_The request:_
Rewrite only the rows between the line containing "cloud appears. Report boxes for all detections." and the line containing "[0,138,234,209]", inclusive. Keep each request unchanged, and multiply every bounding-box coordinate in the answers by 2.1, rounding to the nearest whole number with halves rounded up.

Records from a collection
* * * * * * * * *

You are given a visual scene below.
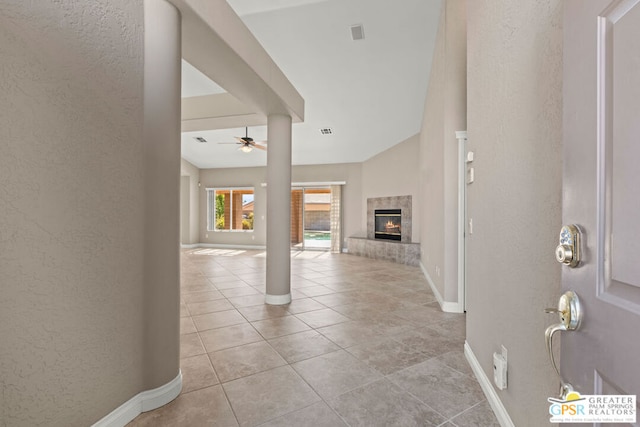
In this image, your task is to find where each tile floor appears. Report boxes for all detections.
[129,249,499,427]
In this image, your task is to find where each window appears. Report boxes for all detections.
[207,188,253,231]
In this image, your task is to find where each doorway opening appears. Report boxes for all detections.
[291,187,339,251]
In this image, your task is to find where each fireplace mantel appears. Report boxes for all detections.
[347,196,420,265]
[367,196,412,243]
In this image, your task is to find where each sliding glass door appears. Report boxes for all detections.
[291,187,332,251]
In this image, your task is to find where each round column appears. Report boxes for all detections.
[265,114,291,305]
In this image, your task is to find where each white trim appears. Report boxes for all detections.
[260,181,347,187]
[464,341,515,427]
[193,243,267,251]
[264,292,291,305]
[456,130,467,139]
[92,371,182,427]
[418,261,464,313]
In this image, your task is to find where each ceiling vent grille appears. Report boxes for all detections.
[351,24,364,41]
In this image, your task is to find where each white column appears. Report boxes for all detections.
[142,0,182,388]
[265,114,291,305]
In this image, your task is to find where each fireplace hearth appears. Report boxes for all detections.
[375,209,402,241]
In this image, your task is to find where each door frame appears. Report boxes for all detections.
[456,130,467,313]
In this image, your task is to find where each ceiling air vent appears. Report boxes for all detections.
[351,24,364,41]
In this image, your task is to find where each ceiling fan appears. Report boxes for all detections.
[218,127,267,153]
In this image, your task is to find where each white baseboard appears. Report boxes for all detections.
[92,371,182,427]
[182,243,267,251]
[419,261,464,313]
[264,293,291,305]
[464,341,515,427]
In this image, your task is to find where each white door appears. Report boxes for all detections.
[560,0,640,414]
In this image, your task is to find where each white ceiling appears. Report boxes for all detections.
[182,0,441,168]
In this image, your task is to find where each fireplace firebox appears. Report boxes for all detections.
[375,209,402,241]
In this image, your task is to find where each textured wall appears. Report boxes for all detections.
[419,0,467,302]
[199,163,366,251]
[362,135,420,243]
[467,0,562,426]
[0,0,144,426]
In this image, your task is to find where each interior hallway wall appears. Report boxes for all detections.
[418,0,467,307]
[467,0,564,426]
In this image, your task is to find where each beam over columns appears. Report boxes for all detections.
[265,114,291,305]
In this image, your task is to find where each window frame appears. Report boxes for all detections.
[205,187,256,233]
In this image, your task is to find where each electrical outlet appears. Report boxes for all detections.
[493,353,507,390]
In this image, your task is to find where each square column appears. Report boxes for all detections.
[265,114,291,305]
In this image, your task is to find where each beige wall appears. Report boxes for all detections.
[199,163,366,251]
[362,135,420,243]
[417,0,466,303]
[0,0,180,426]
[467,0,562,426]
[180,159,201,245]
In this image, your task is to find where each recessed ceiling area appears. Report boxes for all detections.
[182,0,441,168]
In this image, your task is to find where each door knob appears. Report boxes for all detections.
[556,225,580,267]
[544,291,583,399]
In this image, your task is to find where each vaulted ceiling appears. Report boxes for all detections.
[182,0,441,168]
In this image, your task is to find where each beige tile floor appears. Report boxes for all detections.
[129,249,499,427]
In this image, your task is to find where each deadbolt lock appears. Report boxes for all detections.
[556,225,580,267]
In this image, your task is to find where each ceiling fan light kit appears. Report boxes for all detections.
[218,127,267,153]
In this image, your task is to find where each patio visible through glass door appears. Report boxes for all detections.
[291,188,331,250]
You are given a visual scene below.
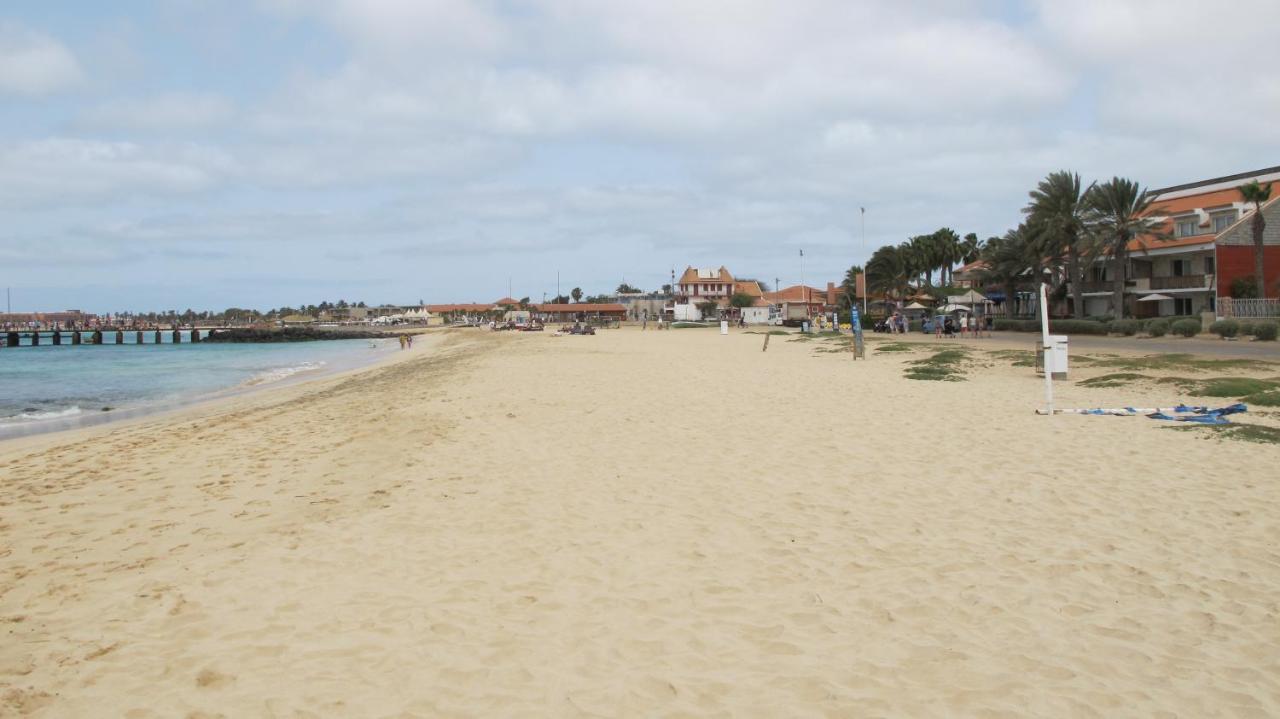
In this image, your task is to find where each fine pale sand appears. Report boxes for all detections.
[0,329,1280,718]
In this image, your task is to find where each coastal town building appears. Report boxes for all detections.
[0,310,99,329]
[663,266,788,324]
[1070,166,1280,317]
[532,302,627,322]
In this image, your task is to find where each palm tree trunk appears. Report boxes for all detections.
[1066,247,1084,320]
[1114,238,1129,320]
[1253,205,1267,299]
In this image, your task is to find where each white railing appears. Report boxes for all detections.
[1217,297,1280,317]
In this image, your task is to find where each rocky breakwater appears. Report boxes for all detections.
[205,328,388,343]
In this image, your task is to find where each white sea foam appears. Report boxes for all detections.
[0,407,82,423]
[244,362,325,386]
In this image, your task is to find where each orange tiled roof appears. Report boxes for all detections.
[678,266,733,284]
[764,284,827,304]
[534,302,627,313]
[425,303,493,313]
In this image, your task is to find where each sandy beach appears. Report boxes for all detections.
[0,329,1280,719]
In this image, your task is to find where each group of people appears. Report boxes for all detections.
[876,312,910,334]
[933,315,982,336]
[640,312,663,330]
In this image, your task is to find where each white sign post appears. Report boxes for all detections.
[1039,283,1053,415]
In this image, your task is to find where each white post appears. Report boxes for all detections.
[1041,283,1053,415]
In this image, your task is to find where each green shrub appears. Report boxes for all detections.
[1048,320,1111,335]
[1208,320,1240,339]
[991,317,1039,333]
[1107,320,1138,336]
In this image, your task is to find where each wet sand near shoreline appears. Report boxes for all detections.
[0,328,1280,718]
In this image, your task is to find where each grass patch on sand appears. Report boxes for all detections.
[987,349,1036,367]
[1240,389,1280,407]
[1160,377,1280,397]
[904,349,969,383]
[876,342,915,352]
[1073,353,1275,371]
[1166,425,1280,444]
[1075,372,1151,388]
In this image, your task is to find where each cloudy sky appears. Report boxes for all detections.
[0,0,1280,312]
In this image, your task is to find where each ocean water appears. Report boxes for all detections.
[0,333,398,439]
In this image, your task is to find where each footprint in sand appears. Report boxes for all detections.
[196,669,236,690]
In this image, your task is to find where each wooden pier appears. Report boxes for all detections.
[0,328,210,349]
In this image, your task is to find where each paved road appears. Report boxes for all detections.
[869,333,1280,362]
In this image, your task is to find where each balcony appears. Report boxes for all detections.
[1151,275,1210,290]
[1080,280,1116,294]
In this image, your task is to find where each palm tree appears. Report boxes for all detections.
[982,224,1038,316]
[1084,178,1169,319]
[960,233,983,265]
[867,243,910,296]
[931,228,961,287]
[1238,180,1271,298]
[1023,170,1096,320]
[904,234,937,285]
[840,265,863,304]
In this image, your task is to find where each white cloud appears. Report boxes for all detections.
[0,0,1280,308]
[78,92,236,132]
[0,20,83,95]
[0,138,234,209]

* * * * * * * * *

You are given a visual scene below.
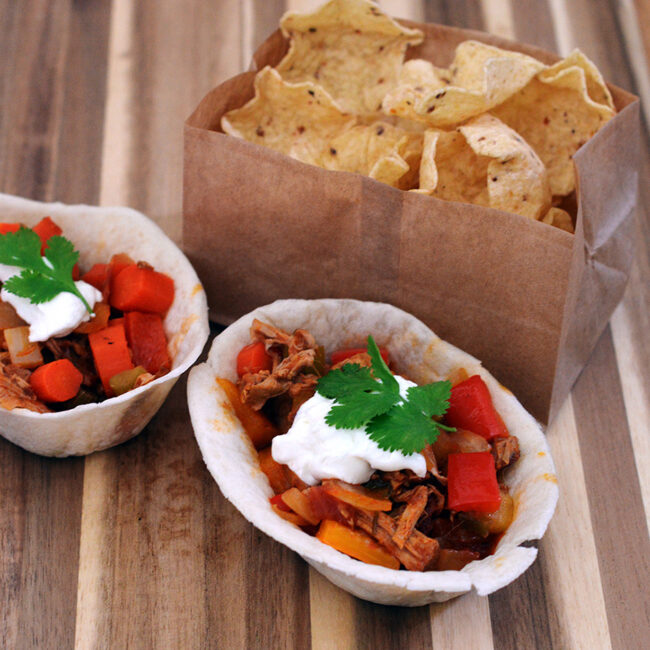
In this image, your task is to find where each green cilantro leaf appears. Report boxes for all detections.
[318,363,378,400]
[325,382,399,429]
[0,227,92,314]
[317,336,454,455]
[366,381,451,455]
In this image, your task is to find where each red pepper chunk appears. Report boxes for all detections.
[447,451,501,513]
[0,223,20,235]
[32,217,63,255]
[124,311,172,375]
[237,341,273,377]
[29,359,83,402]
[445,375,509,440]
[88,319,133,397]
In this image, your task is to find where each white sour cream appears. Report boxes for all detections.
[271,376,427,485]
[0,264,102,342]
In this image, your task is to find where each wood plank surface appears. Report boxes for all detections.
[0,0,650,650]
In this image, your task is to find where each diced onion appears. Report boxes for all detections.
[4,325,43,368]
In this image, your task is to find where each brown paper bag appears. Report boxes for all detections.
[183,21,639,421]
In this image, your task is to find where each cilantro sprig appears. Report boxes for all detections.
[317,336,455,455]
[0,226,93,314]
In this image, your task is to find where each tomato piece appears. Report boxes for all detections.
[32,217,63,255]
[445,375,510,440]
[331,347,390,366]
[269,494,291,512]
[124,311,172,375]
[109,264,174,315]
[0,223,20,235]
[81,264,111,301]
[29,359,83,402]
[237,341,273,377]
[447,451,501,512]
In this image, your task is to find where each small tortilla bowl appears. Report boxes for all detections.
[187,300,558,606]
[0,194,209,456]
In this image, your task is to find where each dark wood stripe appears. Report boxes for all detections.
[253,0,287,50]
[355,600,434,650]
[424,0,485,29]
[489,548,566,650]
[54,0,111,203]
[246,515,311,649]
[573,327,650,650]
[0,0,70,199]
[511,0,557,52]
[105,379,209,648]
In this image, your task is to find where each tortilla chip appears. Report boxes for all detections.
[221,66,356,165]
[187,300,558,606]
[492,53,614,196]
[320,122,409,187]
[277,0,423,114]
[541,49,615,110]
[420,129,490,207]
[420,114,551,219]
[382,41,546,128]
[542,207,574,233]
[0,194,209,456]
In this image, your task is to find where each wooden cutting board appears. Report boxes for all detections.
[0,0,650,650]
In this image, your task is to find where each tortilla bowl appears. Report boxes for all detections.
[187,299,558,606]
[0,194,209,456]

* * * * * * * * *

_Solution to the problem:_
In this image, your task is to find where each white cloud appears. Report boxes for all detections.
[0,0,2688,647]
[164,193,496,277]
[0,42,174,200]
[0,290,491,439]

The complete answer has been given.